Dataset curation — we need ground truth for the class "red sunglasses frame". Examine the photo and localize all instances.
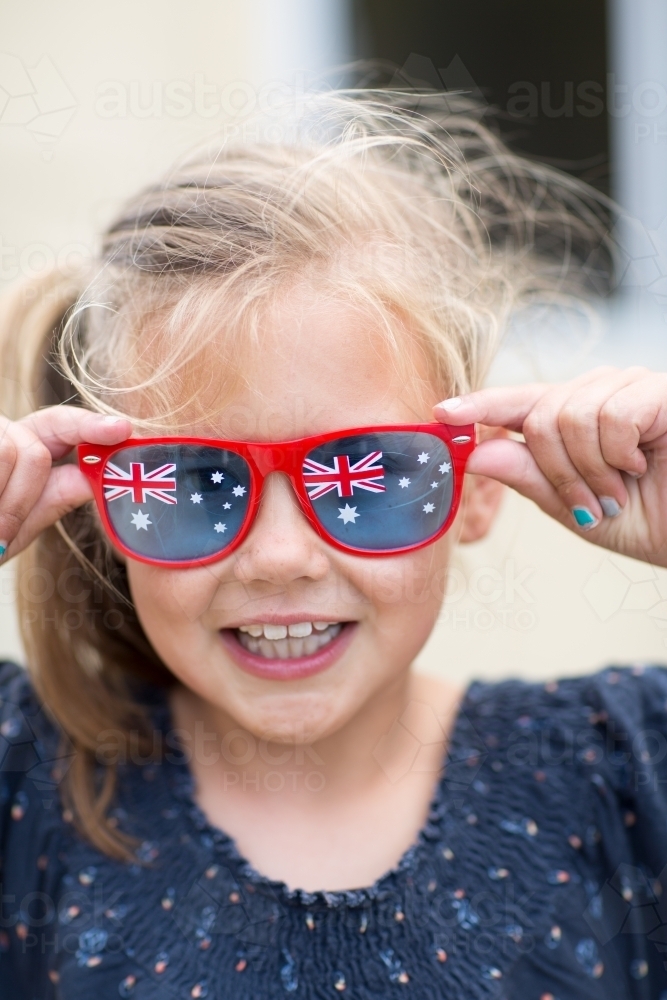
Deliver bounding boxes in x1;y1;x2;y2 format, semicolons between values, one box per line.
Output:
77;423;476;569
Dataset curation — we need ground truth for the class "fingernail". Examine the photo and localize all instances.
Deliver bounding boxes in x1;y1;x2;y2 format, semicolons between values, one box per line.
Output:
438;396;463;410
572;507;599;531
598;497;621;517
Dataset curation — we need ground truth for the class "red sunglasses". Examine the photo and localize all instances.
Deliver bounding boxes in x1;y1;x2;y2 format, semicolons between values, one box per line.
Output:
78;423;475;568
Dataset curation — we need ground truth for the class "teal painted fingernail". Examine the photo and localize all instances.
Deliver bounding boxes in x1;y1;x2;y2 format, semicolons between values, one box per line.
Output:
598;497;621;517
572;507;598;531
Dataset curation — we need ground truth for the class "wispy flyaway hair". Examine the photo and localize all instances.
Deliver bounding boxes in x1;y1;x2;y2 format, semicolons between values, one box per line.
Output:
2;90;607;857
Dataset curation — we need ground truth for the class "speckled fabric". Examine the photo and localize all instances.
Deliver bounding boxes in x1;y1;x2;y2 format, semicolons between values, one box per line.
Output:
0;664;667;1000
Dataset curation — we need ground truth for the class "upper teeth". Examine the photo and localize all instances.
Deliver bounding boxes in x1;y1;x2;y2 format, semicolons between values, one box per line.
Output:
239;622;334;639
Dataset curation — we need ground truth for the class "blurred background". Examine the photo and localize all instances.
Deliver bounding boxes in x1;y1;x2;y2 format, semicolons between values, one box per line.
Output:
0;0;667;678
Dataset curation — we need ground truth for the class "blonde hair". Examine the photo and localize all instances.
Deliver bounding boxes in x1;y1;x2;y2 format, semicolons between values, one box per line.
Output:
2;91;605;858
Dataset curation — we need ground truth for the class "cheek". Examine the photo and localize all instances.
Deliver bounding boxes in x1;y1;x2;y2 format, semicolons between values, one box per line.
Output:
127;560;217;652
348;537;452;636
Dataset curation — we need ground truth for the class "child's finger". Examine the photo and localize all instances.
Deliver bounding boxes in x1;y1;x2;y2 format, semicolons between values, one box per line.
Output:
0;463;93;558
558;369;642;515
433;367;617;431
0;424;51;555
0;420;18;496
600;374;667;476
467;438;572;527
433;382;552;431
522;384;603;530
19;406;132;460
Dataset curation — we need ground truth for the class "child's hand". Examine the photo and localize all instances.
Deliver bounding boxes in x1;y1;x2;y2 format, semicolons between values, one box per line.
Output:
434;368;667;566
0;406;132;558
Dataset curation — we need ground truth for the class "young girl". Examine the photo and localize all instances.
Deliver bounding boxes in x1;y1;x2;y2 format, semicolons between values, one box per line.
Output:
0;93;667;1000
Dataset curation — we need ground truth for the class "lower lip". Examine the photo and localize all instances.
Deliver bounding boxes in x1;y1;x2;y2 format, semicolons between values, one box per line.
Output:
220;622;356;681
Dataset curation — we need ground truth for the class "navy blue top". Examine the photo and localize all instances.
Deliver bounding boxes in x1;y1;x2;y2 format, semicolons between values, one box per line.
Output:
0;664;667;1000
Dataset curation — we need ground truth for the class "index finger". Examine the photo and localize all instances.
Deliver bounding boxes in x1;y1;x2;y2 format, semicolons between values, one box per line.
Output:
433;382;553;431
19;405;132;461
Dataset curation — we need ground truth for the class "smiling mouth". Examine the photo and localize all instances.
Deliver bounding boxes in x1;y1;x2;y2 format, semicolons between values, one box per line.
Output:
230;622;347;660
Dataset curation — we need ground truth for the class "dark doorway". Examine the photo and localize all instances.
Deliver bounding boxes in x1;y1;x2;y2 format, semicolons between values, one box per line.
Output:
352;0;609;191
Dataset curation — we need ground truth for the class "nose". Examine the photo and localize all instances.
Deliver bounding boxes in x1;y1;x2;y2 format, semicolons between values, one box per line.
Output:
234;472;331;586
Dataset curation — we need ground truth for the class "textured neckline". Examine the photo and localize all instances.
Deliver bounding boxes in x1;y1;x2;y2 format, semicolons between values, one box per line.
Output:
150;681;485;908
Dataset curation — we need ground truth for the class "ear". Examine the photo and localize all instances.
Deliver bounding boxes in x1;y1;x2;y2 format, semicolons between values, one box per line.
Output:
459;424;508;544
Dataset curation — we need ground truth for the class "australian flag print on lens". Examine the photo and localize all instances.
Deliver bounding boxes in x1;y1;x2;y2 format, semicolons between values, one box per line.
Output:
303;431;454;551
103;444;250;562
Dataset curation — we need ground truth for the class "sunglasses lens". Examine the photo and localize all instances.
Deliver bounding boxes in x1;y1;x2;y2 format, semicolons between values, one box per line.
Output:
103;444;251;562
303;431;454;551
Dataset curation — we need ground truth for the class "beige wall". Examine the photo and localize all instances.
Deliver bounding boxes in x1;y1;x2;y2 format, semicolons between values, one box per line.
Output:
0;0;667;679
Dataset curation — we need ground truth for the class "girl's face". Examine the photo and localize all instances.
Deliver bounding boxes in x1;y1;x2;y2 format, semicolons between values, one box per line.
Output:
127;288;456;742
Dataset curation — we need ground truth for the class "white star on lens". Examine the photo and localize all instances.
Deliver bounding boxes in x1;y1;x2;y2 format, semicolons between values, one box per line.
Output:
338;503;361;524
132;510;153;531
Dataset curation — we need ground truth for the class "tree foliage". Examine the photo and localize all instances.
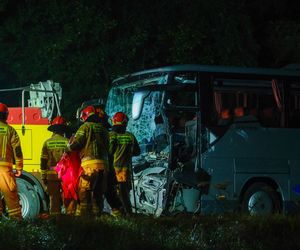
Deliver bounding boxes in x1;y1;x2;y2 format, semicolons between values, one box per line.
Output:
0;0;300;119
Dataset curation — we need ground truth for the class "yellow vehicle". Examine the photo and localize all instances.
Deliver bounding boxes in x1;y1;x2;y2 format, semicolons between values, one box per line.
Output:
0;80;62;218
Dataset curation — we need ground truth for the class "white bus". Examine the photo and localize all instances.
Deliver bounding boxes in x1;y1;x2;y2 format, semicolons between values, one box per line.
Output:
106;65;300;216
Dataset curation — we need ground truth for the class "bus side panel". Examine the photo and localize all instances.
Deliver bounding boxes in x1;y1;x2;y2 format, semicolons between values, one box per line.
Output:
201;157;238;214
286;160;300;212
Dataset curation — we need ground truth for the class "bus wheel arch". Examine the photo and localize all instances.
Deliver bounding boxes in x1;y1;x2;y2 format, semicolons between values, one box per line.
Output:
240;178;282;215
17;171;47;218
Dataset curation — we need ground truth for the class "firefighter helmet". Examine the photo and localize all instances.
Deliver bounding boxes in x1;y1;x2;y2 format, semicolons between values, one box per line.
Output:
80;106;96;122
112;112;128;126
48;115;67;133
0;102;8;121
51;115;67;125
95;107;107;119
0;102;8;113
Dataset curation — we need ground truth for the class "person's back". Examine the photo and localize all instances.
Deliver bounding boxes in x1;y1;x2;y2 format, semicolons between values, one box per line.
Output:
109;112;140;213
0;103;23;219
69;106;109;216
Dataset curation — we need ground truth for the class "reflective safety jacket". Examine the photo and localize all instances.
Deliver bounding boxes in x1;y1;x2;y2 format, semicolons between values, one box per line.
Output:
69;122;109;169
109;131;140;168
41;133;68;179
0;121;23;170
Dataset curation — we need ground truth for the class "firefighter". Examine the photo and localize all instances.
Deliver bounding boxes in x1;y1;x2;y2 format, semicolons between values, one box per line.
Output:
****************************************
▸ **Written exercise**:
Copy out the lines starting at the beginning of the records and ending at the line that contains "77;423;476;569", keeping both ends. Leave the pictures out of your answer.

▸ **Output**:
Dataset curation — we need ground truth for the class "red sunglasses frame". Examine the photo and localize all instances.
Deliver bounding boxes in x1;y1;x2;y2 format, semicolons between values, one box per line.
Output:
77;423;476;569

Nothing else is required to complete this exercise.